─── The input ───

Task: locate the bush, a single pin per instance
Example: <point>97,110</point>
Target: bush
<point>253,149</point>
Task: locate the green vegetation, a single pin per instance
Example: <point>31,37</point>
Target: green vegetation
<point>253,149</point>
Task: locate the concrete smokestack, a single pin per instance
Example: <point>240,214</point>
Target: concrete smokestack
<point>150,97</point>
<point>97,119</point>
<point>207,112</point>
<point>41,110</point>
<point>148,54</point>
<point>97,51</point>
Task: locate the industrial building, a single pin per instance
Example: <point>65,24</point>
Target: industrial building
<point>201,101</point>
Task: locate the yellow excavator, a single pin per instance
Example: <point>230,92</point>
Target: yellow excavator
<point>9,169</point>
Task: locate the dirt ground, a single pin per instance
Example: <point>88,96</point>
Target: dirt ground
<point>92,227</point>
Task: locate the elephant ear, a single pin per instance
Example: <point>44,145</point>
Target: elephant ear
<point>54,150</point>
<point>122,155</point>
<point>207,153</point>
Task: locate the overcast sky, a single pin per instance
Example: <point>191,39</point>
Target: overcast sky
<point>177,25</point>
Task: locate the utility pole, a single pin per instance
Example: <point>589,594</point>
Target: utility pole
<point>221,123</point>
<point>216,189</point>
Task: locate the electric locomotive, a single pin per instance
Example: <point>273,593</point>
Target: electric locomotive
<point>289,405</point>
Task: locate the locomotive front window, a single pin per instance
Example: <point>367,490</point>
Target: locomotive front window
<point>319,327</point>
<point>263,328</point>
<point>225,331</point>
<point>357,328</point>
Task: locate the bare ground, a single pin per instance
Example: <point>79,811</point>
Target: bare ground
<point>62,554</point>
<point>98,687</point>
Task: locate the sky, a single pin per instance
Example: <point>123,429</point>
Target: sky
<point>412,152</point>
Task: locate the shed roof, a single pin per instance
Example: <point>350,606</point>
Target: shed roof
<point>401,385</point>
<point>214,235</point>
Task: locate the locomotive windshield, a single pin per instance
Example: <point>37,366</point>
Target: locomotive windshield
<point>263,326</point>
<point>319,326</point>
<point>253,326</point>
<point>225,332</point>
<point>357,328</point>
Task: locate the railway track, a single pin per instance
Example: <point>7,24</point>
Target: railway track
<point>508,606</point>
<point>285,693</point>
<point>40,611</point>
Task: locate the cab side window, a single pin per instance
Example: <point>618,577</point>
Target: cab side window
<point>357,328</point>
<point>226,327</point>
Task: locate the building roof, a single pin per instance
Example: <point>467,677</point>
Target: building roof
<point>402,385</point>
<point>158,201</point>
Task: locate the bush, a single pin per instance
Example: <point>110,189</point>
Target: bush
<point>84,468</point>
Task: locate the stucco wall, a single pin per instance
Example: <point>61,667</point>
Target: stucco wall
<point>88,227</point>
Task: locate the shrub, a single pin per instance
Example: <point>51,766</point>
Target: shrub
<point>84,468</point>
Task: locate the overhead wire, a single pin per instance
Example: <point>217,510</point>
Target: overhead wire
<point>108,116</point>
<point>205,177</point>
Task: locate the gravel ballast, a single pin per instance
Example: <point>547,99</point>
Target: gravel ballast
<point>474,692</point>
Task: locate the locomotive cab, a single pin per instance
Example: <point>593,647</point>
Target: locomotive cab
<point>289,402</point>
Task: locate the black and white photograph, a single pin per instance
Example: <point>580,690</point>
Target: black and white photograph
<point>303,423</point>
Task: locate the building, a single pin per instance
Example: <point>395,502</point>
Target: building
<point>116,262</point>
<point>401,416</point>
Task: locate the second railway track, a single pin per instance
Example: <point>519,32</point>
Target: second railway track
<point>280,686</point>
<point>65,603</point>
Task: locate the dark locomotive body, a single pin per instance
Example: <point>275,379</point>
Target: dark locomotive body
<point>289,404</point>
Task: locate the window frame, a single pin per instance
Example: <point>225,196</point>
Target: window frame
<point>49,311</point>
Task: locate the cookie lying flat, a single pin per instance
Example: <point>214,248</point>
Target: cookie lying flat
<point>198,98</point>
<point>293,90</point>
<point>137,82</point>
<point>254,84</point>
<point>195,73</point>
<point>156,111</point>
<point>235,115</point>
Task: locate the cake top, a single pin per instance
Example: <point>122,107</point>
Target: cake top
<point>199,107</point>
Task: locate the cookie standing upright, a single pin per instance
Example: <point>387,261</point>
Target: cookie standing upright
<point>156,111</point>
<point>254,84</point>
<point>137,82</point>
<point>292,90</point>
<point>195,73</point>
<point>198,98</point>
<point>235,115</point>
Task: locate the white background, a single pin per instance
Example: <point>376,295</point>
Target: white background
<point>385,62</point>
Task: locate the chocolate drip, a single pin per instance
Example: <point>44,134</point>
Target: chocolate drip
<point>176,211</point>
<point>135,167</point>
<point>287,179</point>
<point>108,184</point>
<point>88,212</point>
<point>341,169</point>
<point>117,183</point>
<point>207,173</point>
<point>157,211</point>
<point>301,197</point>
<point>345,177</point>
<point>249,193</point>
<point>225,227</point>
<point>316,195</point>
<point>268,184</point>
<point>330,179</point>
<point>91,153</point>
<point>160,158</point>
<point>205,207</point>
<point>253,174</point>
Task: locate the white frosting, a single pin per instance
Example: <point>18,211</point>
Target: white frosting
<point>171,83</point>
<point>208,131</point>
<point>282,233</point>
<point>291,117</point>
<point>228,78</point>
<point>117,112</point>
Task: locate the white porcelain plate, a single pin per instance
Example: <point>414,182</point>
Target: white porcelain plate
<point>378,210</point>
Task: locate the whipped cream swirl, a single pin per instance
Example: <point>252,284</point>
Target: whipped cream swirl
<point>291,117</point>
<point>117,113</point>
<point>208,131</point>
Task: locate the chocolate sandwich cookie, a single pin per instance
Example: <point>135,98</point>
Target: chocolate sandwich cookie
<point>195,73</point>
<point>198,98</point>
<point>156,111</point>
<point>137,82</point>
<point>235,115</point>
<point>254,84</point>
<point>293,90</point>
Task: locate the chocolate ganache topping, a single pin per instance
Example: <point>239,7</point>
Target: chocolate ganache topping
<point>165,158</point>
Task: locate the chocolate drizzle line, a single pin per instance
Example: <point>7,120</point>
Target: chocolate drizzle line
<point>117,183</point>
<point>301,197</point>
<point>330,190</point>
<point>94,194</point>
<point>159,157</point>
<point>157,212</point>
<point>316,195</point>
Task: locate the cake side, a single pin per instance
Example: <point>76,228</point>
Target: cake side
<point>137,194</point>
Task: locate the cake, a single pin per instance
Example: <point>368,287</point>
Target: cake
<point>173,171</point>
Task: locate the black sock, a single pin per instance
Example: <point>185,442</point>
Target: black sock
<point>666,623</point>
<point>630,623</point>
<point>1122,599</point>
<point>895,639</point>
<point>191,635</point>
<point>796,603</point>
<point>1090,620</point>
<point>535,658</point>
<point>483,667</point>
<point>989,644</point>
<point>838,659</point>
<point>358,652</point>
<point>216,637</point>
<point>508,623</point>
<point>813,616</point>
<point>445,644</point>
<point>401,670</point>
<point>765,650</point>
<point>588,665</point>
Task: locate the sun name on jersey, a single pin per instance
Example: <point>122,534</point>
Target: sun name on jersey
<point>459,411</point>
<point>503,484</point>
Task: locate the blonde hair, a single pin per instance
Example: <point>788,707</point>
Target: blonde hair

───

Given request: Copy the items again, starting with the line that contains "Task: locate the building, a" and going through the line that contains "<point>65,603</point>", both lines included. Multiply every coordinate in the answer points by 0.7 and round to whole numbers, with halves rounding up, but leave the numbers in the requests and their sample points unchanged.

Answer for the task:
Task: locate the building, a single pin per instance
Example: <point>395,502</point>
Target: building
<point>81,183</point>
<point>281,291</point>
Task: locate the second railway track, a single pin per instance
Example: <point>519,32</point>
Target: second railway track
<point>196,480</point>
<point>46,422</point>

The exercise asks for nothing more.